[Request] Take the line that has "the white cloud" in it and every line after it to the end of the entries, and reproduce them exactly.

[BEGIN Dataset excerpts]

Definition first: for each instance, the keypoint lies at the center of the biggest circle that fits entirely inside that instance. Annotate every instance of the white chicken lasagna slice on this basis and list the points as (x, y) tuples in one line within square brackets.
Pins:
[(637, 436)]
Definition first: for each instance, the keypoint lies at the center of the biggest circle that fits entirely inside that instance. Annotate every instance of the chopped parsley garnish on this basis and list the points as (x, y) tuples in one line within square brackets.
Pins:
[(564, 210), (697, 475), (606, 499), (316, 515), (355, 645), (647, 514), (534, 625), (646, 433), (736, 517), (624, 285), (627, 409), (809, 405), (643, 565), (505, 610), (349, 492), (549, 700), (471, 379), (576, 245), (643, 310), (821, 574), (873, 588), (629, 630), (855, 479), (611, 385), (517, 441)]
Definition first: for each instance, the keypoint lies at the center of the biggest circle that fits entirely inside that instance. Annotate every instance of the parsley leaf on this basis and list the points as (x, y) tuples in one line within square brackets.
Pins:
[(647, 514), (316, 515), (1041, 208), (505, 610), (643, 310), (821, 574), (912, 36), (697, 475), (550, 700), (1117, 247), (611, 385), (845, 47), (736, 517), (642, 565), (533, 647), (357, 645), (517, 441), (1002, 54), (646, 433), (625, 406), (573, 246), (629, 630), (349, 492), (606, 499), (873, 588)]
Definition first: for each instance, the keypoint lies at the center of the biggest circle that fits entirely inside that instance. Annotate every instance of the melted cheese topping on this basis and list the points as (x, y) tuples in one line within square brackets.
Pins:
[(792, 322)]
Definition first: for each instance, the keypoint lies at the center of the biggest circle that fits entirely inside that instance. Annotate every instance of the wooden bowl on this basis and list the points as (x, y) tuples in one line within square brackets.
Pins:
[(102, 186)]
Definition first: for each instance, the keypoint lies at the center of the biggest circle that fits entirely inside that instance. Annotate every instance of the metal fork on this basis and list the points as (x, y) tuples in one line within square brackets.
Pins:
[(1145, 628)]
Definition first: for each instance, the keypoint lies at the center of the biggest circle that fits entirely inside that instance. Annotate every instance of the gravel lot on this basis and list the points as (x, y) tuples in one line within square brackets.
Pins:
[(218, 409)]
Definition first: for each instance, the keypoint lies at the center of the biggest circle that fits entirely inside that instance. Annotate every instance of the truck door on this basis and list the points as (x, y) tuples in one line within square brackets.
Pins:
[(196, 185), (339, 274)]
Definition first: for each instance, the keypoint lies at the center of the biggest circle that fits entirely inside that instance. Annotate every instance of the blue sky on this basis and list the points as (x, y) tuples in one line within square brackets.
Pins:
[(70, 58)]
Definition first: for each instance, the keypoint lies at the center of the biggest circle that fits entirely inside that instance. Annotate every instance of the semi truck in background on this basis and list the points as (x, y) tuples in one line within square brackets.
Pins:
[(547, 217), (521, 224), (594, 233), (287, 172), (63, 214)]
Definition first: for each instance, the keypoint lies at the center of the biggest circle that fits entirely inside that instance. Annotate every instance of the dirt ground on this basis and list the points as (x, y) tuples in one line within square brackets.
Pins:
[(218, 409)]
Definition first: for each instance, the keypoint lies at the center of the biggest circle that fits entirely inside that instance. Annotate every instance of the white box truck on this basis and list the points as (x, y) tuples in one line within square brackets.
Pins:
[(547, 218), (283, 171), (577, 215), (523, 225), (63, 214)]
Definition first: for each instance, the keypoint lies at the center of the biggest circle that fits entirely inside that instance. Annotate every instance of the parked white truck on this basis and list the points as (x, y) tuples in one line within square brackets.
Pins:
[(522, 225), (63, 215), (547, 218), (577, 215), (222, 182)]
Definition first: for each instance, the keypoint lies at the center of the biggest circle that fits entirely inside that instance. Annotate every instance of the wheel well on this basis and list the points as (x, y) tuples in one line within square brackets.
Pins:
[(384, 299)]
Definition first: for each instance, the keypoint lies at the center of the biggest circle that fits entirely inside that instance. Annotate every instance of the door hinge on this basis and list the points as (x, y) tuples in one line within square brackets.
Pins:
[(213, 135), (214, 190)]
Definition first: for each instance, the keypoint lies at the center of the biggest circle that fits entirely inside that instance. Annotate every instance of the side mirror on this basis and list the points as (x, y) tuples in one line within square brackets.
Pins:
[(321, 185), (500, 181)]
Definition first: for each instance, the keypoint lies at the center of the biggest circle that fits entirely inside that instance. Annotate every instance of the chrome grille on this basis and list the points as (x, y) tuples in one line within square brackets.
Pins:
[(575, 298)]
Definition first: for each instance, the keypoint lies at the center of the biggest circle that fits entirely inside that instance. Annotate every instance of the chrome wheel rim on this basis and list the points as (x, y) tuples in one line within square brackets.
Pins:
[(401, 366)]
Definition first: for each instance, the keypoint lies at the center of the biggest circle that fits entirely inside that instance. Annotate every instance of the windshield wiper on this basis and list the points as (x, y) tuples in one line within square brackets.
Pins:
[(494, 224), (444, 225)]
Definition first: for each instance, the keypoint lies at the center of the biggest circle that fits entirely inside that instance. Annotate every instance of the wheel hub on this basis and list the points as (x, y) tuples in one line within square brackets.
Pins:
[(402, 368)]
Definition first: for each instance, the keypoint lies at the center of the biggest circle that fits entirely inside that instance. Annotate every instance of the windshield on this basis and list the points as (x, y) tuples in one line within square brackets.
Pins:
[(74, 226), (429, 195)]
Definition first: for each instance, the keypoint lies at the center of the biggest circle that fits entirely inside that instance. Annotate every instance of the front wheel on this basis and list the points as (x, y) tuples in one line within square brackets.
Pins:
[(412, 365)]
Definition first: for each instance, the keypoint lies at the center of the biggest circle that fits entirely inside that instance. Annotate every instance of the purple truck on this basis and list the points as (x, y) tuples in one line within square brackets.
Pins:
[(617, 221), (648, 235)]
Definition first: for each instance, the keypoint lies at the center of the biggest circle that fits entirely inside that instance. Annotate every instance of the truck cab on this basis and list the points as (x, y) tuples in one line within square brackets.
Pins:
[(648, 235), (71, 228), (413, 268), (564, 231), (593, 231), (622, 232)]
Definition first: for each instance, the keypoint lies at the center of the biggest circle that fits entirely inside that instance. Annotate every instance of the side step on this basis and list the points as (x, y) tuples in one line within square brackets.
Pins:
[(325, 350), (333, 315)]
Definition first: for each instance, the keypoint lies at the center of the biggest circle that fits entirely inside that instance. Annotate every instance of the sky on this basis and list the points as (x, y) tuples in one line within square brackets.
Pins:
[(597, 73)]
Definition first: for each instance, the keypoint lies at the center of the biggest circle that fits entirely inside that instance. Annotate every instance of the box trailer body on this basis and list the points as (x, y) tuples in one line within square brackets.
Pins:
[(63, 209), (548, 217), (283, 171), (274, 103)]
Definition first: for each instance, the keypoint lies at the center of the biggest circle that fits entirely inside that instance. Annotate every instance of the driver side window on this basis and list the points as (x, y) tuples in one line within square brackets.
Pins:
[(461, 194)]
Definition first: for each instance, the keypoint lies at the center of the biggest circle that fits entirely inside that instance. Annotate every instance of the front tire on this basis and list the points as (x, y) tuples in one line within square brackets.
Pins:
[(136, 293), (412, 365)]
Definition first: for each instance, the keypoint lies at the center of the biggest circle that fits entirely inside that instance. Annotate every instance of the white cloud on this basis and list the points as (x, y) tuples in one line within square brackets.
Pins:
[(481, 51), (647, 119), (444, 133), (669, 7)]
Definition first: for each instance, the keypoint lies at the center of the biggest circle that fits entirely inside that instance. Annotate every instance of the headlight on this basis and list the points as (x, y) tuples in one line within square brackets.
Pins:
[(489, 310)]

[END Dataset excerpts]

[Exercise answer]
Definition first: for each instance, the keypoint lies at the center of the biggest circle that fits entirely inside that instance. Annotate every instance of the white cloud on this basis and list the points as (x, y) tuples in one line within square brackets.
Pins:
[(481, 51), (647, 119), (444, 133), (669, 7)]
Definition first: for each instance, the keypoint lies at the center of the biggest circle that fits entirely inside that instance. Annotate every instance of the headlight on this basis and list the points as (x, y) tuples in one line within square brackets.
Pins:
[(489, 310)]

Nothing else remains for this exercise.